Problems and tasks
- 1) According to the Kawamoto Kihachirô filmography, what animation method does Tabi use?
- 2) Can you sum up the Kawamoto Kihachirô filmography in two sentences?

━━━━━ Source excerpt ━━━━━

KAWAMOTO Kihachirô

Filmography

  • Hana-Ori (Flower-Fold, 1968, 14 min.)
  • Kenju Giga (Cynical Farce, 1970, 8 min.)
  • Oni (Demon, 1972, 8 min.)
  • Tabi (Travel, 1973, 12 min.)

In a crowded city, a young Japanese woman dreams of taking a holiday to Europe. However, her journey in this foreign land turns out to be not so much a respite as a surreal nightmare, in which the repeated thwarting of her efforts to reunite with her lover from a past life come to echo the identification by the Buddha of the eight sufferings in the world. The method here is a combination of armatured and unarmatured cutout animation not dissimilar to La Planète sauvage, and employs a painting style seemingly influenced by that of Salvador Dalí.

  • Shijin no Shôgai (Poet's Life, 1974, 19 min.)
  • Dôjôji (1976, 19 min.)
  • Kataku (House of Flame, 1979, 19 min.)
  • Rennyo to Sono Haha (Rennyo and His Mother, 1981, 92 min.)
  • Self-Portrait (1988, 1 min.)
  • Fusha no Sha (Shoot Without Shooting, 1988, 25 min.)
  • Ibara-Hime matawa Nemuri-Hime (Briar-Rose or The Sleeping Beauty, 1990, 22 min.)

━━━━━ Data provided ━━━━━

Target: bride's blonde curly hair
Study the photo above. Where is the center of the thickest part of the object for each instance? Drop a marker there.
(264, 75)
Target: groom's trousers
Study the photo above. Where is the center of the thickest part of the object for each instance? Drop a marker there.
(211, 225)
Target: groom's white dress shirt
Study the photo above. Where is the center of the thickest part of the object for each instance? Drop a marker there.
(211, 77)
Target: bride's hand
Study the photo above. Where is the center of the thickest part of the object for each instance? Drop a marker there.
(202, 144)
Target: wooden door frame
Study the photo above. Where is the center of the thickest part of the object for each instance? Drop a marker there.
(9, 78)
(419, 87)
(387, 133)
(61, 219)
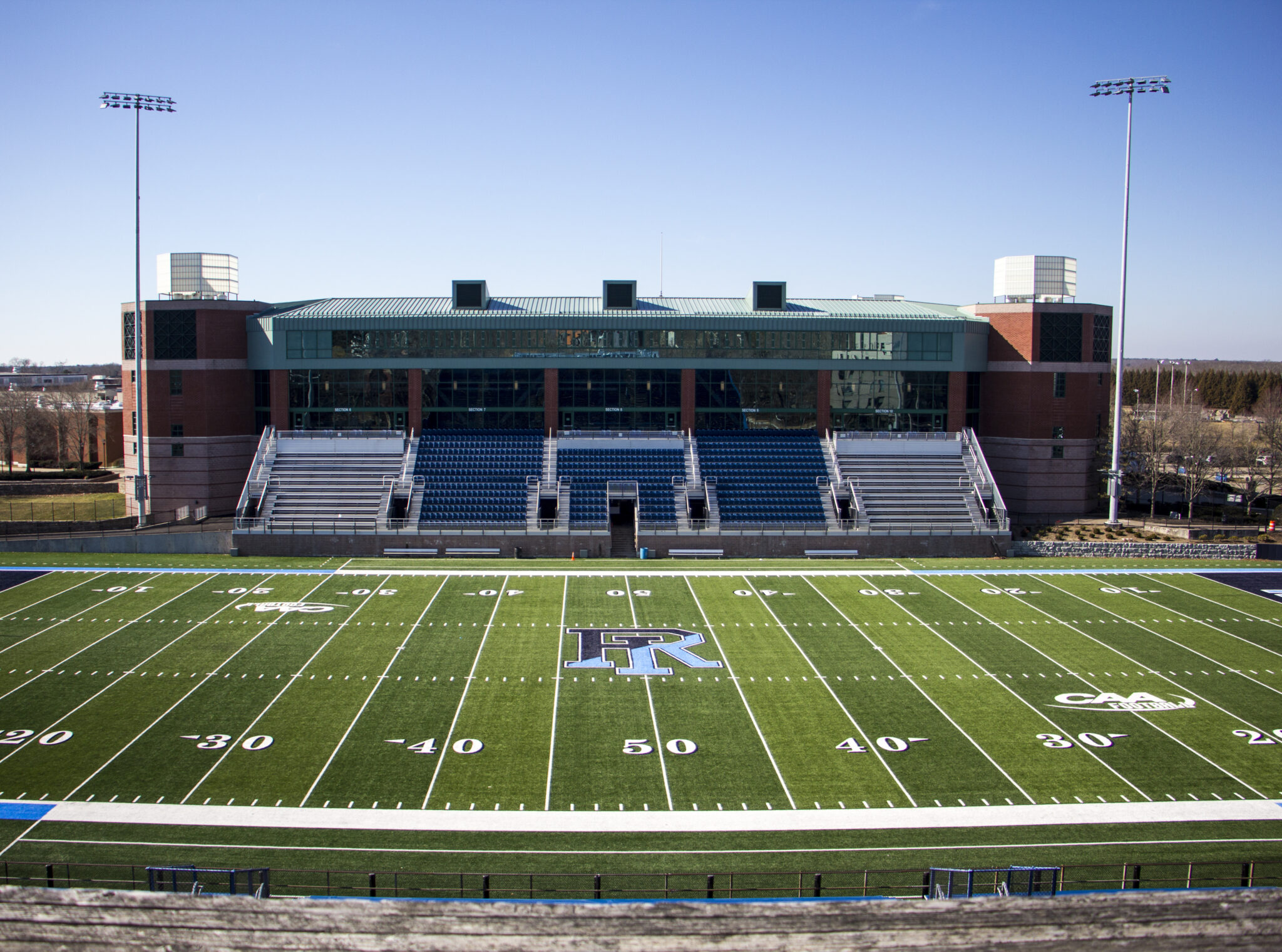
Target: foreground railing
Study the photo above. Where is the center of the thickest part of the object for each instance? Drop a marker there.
(722, 884)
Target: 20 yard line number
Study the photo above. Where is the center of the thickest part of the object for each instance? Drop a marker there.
(53, 737)
(893, 745)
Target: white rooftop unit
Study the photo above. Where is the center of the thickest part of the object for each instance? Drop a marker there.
(1025, 279)
(198, 275)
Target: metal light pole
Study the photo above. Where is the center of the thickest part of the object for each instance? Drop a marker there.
(139, 103)
(1127, 88)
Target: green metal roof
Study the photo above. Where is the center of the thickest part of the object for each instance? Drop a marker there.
(649, 308)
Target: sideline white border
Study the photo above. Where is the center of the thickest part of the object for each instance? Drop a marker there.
(655, 821)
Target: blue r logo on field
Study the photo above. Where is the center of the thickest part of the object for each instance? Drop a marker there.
(640, 645)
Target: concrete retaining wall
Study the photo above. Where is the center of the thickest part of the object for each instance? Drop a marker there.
(1140, 550)
(599, 546)
(140, 543)
(108, 482)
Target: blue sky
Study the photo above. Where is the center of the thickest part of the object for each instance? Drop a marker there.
(384, 149)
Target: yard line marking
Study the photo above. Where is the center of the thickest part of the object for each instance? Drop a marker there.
(1109, 647)
(369, 697)
(1163, 677)
(923, 694)
(1254, 617)
(970, 847)
(649, 697)
(26, 608)
(281, 692)
(824, 682)
(126, 674)
(1207, 624)
(748, 708)
(467, 685)
(116, 631)
(49, 628)
(556, 679)
(22, 834)
(194, 690)
(1013, 692)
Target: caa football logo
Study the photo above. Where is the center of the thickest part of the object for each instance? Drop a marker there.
(638, 646)
(1108, 701)
(284, 608)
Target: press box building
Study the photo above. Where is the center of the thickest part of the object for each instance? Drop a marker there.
(1027, 373)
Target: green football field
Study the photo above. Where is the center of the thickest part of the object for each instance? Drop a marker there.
(703, 690)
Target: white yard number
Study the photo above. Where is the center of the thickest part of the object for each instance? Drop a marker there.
(1059, 742)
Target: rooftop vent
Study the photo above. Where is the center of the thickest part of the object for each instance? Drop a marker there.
(769, 295)
(471, 294)
(620, 294)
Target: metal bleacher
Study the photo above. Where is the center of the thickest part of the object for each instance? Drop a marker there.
(764, 476)
(317, 479)
(921, 482)
(477, 476)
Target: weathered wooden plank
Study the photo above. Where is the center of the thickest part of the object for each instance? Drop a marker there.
(1163, 920)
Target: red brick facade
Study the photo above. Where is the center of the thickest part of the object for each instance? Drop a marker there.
(1042, 446)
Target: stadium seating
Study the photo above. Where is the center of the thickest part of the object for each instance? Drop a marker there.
(589, 469)
(764, 476)
(911, 490)
(477, 476)
(312, 484)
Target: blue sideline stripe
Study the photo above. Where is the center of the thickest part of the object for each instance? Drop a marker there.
(24, 811)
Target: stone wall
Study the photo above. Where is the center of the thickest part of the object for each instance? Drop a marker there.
(1139, 550)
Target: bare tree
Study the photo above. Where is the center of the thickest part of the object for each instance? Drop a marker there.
(81, 431)
(1197, 443)
(14, 406)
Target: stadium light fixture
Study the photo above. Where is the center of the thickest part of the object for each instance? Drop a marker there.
(139, 103)
(1125, 88)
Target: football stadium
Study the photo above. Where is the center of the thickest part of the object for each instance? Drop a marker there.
(631, 597)
(518, 728)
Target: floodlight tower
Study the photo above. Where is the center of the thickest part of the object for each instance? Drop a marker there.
(1124, 88)
(139, 103)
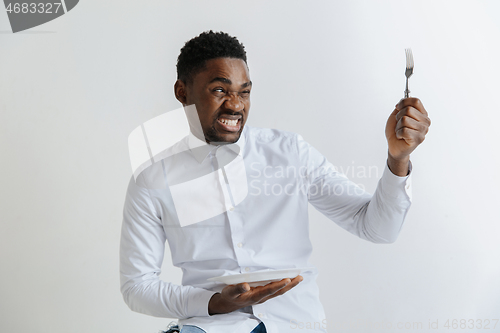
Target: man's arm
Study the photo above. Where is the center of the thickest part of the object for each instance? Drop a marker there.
(142, 248)
(379, 217)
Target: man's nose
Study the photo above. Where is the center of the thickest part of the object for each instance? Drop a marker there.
(234, 102)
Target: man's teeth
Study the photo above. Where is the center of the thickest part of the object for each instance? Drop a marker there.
(228, 121)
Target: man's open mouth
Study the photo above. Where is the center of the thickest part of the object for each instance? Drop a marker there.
(230, 123)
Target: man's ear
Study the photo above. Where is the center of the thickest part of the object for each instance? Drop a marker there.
(180, 92)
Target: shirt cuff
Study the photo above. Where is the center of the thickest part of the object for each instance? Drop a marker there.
(396, 186)
(197, 302)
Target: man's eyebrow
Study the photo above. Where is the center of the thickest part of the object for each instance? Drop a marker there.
(227, 81)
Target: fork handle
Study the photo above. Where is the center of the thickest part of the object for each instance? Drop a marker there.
(407, 91)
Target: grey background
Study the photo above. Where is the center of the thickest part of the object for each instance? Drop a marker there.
(331, 71)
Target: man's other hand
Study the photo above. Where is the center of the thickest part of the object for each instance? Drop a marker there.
(405, 130)
(237, 296)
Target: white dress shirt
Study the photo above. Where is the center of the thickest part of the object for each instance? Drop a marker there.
(241, 208)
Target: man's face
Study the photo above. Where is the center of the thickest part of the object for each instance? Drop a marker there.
(221, 93)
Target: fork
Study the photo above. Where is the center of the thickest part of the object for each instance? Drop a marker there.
(409, 69)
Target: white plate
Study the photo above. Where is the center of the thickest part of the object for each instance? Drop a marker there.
(259, 278)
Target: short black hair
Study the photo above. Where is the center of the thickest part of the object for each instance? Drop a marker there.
(208, 45)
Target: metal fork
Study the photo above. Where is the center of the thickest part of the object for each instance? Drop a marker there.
(409, 69)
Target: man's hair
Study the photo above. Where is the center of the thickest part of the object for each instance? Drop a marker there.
(208, 45)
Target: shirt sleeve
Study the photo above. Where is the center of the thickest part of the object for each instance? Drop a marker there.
(377, 218)
(142, 249)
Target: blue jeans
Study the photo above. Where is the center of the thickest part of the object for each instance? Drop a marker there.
(193, 329)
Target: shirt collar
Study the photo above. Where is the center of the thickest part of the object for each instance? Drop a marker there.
(201, 149)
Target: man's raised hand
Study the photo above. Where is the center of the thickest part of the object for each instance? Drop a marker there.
(237, 296)
(405, 130)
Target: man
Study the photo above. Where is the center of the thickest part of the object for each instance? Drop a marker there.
(247, 209)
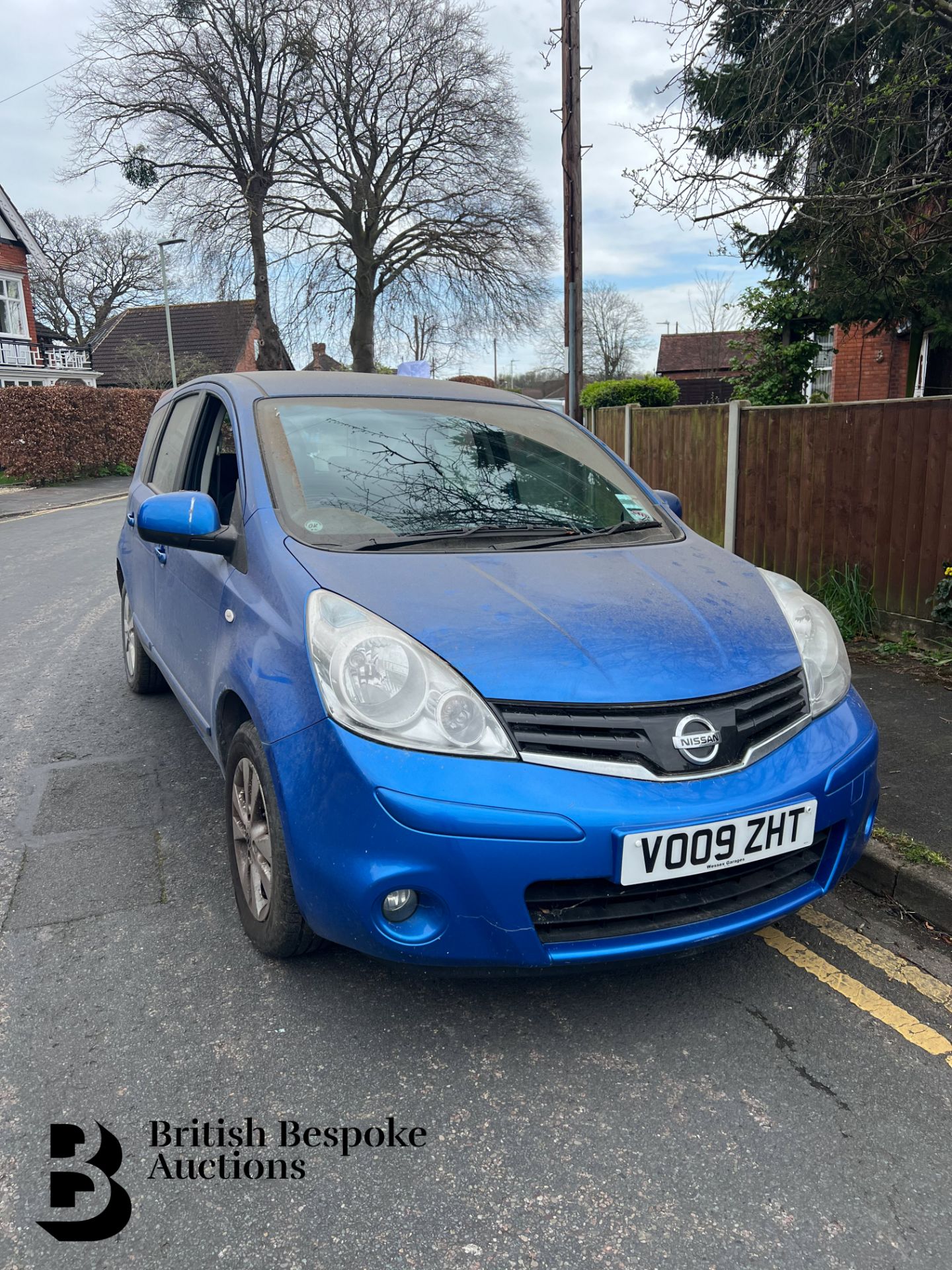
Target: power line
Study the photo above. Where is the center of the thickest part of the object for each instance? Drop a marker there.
(20, 91)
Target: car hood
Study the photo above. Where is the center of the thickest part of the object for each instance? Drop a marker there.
(658, 622)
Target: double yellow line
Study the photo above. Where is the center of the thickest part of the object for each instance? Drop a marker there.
(896, 968)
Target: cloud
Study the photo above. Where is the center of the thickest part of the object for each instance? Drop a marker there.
(649, 255)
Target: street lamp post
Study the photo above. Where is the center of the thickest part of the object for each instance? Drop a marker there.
(168, 314)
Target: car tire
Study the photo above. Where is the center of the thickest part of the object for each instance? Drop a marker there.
(143, 675)
(259, 864)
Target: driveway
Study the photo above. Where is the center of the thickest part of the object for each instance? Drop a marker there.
(779, 1101)
(916, 752)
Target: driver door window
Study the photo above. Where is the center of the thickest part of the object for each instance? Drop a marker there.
(168, 460)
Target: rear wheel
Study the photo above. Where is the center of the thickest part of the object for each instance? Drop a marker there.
(259, 864)
(143, 675)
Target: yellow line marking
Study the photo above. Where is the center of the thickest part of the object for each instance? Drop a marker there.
(890, 963)
(862, 997)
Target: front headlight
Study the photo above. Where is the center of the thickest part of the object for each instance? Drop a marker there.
(822, 648)
(382, 683)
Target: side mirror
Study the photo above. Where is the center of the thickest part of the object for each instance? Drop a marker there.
(670, 501)
(186, 520)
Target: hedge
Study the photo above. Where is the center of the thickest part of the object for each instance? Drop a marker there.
(481, 381)
(61, 433)
(639, 390)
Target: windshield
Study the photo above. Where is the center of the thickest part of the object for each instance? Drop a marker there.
(350, 472)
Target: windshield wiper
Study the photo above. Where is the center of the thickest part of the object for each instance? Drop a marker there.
(621, 527)
(493, 531)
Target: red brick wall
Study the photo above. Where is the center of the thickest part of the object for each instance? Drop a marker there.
(869, 367)
(13, 259)
(247, 361)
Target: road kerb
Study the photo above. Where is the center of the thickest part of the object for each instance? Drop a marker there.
(924, 889)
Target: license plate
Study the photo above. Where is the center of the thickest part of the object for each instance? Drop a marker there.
(696, 849)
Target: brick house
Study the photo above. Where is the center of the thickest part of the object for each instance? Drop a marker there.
(859, 365)
(323, 361)
(222, 334)
(698, 362)
(30, 357)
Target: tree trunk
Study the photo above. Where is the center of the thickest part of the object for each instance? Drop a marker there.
(270, 356)
(362, 329)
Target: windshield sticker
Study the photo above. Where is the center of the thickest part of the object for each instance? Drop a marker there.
(633, 507)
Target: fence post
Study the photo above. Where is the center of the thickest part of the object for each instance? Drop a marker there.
(730, 499)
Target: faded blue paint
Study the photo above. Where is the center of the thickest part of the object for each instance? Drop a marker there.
(616, 624)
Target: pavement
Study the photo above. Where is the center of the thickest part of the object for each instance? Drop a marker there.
(916, 751)
(778, 1101)
(27, 501)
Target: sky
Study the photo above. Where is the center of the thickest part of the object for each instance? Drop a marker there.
(648, 255)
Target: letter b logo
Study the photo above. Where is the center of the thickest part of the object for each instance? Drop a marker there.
(63, 1187)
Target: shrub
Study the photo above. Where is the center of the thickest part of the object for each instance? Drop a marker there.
(63, 433)
(851, 603)
(941, 599)
(639, 390)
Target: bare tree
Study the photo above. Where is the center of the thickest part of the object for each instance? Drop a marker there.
(614, 329)
(146, 366)
(89, 273)
(710, 304)
(411, 169)
(419, 333)
(196, 101)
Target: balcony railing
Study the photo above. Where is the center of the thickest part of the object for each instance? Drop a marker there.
(20, 353)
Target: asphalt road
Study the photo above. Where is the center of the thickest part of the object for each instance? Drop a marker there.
(743, 1108)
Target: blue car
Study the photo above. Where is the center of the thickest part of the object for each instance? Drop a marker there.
(480, 697)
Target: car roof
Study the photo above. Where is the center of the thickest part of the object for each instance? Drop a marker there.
(339, 384)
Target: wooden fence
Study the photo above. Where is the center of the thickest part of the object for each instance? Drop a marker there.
(865, 483)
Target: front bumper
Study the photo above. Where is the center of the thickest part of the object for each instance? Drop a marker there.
(471, 835)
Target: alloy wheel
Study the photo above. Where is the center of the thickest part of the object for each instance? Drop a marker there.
(128, 636)
(252, 837)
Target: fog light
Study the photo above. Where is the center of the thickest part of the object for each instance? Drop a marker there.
(400, 905)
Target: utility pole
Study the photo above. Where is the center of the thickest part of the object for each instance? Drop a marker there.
(571, 196)
(168, 313)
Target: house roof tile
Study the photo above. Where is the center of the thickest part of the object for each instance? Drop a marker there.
(218, 331)
(705, 351)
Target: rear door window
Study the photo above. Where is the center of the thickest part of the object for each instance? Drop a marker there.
(167, 470)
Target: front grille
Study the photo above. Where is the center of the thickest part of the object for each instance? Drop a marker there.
(644, 733)
(593, 908)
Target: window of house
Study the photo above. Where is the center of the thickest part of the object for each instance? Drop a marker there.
(822, 375)
(13, 313)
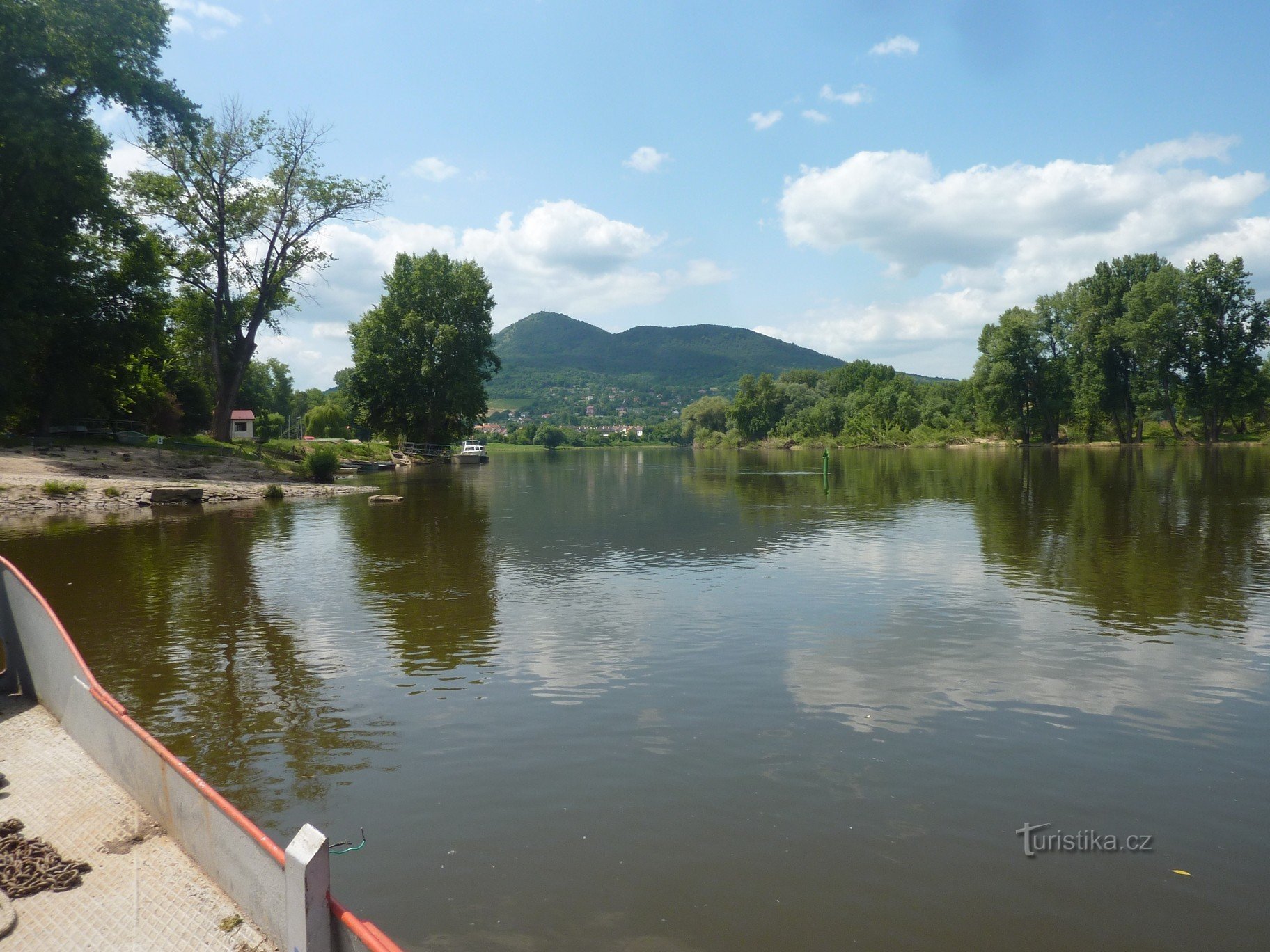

━━━━━

Solved tasks
- 1) A combination of armatured and unarmatured cutout animation.

- 2) The filmography lists films by Kawamoto Kihachirô from Hana-Ori (1968) to Briar-Rose or The Sleeping Beauty (1990), giving each one's English title, year and running time. It describes Tabi (1973), in which a young Japanese woman's dreamed holiday to Europe turns into a surreal nightmare, told through armatured and unarmatured cutout animation in a painting style seemingly influenced by Salvador Dalí.